Work required -
Transcribe all the entries word for word, but omit the images.

[Phrase grounding data]
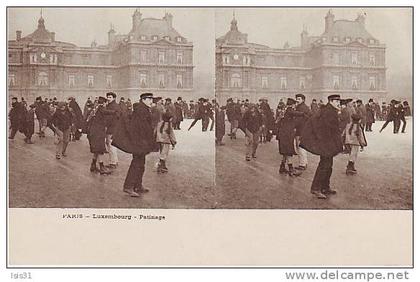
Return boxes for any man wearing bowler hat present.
[300,94,343,199]
[122,92,155,197]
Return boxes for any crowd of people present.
[9,93,214,197]
[215,94,411,199]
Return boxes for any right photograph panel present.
[214,8,413,209]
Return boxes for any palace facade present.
[8,9,194,102]
[216,10,387,105]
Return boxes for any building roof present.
[321,19,377,41]
[129,17,183,40]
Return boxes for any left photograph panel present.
[7,7,216,208]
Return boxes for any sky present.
[7,8,216,96]
[215,8,412,78]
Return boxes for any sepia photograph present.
[214,8,413,209]
[8,7,216,208]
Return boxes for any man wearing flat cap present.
[120,92,155,197]
[300,94,343,199]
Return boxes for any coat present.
[24,108,35,136]
[276,107,303,156]
[156,121,176,145]
[300,103,343,157]
[87,105,109,154]
[295,102,311,136]
[68,100,84,130]
[9,102,24,129]
[338,107,351,133]
[344,122,367,146]
[51,109,73,132]
[112,101,155,155]
[105,100,121,135]
[365,104,375,124]
[215,108,226,140]
[242,110,262,134]
[356,104,367,126]
[174,102,184,123]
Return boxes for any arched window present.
[38,72,48,86]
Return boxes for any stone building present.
[216,10,387,105]
[8,9,194,103]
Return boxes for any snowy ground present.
[215,118,413,209]
[8,119,215,208]
[8,118,412,209]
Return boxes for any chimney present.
[164,13,173,28]
[16,30,22,41]
[51,32,55,42]
[324,10,335,32]
[356,13,366,26]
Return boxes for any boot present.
[157,159,164,173]
[279,162,287,174]
[346,161,357,175]
[161,160,168,173]
[99,162,111,175]
[288,164,301,176]
[90,159,98,172]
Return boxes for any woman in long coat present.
[86,97,113,175]
[276,98,303,176]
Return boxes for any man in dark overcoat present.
[121,93,155,197]
[68,97,84,141]
[379,100,398,133]
[173,97,184,130]
[365,99,376,132]
[8,97,25,139]
[300,94,343,199]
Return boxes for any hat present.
[286,98,296,106]
[106,92,116,98]
[356,99,363,104]
[368,98,374,103]
[199,98,205,102]
[340,98,353,105]
[327,94,341,101]
[295,93,306,100]
[120,97,125,101]
[57,102,67,108]
[390,99,396,104]
[36,96,42,101]
[165,98,172,101]
[190,100,194,102]
[177,97,182,101]
[152,96,162,102]
[140,93,154,99]
[227,98,233,102]
[29,104,36,108]
[98,96,107,104]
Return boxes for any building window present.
[351,76,358,90]
[140,35,147,40]
[176,37,182,43]
[369,76,376,90]
[38,72,48,86]
[351,52,358,65]
[158,51,165,64]
[261,76,268,89]
[243,56,250,65]
[280,76,287,90]
[158,73,165,88]
[8,74,16,86]
[140,50,147,63]
[356,38,363,43]
[87,75,94,87]
[163,36,170,41]
[231,73,241,88]
[369,39,376,44]
[49,54,54,64]
[332,36,339,43]
[345,37,351,43]
[369,54,376,66]
[140,73,147,88]
[176,74,183,89]
[333,75,340,89]
[299,76,305,90]
[106,75,112,88]
[333,52,340,64]
[177,51,183,64]
[322,37,327,42]
[152,35,158,40]
[223,55,230,64]
[30,53,37,63]
[68,75,75,88]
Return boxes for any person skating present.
[86,97,113,175]
[50,102,73,159]
[294,93,311,171]
[276,98,304,176]
[156,111,177,173]
[300,94,343,199]
[105,92,121,169]
[215,104,226,145]
[379,100,398,133]
[242,104,263,161]
[8,97,25,140]
[24,104,36,144]
[365,99,376,132]
[344,114,367,175]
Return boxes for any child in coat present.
[344,114,367,175]
[156,111,177,173]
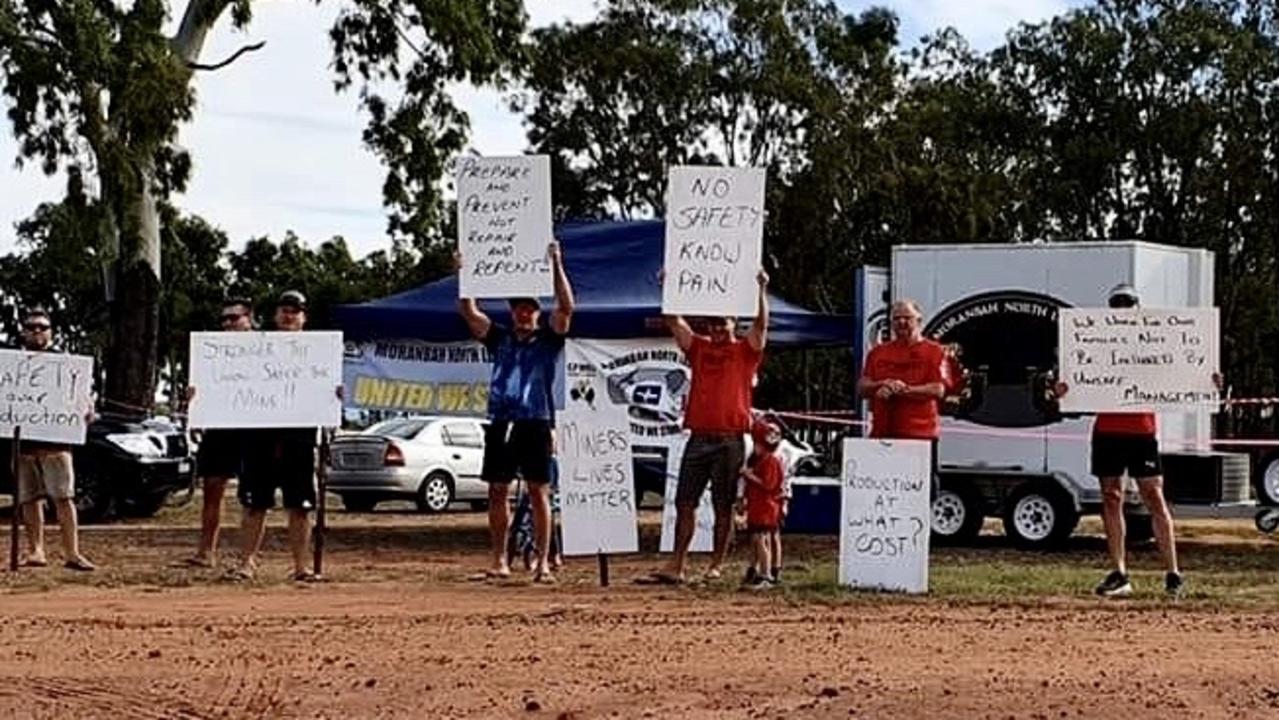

Solution for this exercise -
Return boxes for any man wearing bowler hat present.
[300,94,343,199]
[122,92,155,197]
Return boxes for any crowd of people present.
[9,93,214,197]
[215,94,411,199]
Return boxes for any right photograph panel present.
[214,8,413,209]
Return boxes for any palace facade present.
[8,9,194,102]
[216,10,387,105]
Return boxes for any building roof present.
[321,19,377,41]
[129,17,183,40]
Return boxes for any left photograph panel present.
[7,7,216,208]
Return boxes for any sky present.
[7,8,216,96]
[215,8,412,78]
Return boxes for any sepia photograph present.
[214,8,413,209]
[8,7,216,208]
Return boxes for any man wearing flat cap present.
[120,92,155,197]
[300,94,343,199]
Return boxes for any coat present.
[24,108,35,136]
[276,107,303,156]
[156,121,176,145]
[300,103,343,157]
[87,105,109,154]
[295,102,311,136]
[68,100,84,130]
[9,102,24,129]
[338,107,351,133]
[344,122,367,146]
[51,109,73,132]
[112,101,155,155]
[105,100,121,135]
[365,104,375,124]
[215,108,226,140]
[242,110,262,134]
[356,104,367,126]
[174,102,184,123]
Return boxes for any arched window present.
[38,72,48,86]
Return boxes for any stone building present.
[216,10,387,105]
[8,9,194,103]
Return boxes for any snowy ground present.
[215,118,413,209]
[8,119,215,208]
[8,118,412,209]
Return boxes for any chimney present.
[164,13,173,28]
[16,30,22,41]
[51,32,55,42]
[324,10,335,32]
[356,13,366,26]
Return boxes for any boot present.
[157,159,164,173]
[279,162,287,174]
[346,161,357,175]
[161,160,168,173]
[99,162,111,175]
[288,164,301,176]
[90,159,98,172]
Return boxes for any woman in long coat present.
[86,97,113,175]
[276,98,303,176]
Return boxes for any man in dark overcoat present.
[121,93,155,197]
[68,97,84,141]
[379,100,398,133]
[173,97,184,130]
[365,99,376,132]
[8,97,25,139]
[300,94,343,199]
Return boxes for any hat present.
[286,98,296,106]
[106,92,116,98]
[356,99,363,104]
[368,98,374,103]
[199,98,205,102]
[340,98,353,105]
[327,94,341,101]
[295,93,306,100]
[120,97,125,101]
[57,102,67,108]
[390,99,396,104]
[36,96,42,101]
[165,98,172,101]
[190,100,194,102]
[177,97,182,101]
[152,96,162,102]
[140,93,154,99]
[227,98,233,102]
[29,104,36,108]
[98,96,107,104]
Return boxes for any building window present.
[351,76,358,90]
[140,35,147,40]
[176,37,182,43]
[369,76,376,90]
[38,72,48,86]
[351,52,358,65]
[158,51,165,64]
[261,76,268,89]
[243,56,250,65]
[280,76,287,90]
[158,73,165,88]
[8,74,16,86]
[140,50,147,63]
[356,38,363,43]
[87,75,94,87]
[163,36,170,41]
[231,73,241,88]
[369,39,376,44]
[49,54,54,64]
[332,36,339,43]
[345,37,351,43]
[369,54,376,66]
[140,73,147,88]
[176,74,183,89]
[333,75,340,89]
[299,76,305,90]
[106,75,112,88]
[333,52,340,64]
[177,51,183,64]
[322,37,327,42]
[152,35,158,40]
[223,55,230,64]
[30,53,37,63]
[68,75,75,88]
Return boxes for any person skating present.
[86,97,113,175]
[50,102,73,159]
[294,93,311,171]
[276,98,304,176]
[156,111,177,173]
[300,94,343,199]
[105,92,121,169]
[215,104,226,145]
[379,100,398,133]
[242,104,263,161]
[8,97,25,140]
[24,104,36,144]
[365,99,376,132]
[344,114,367,175]
Return boxes for any child in coat present.
[344,114,367,175]
[156,111,177,173]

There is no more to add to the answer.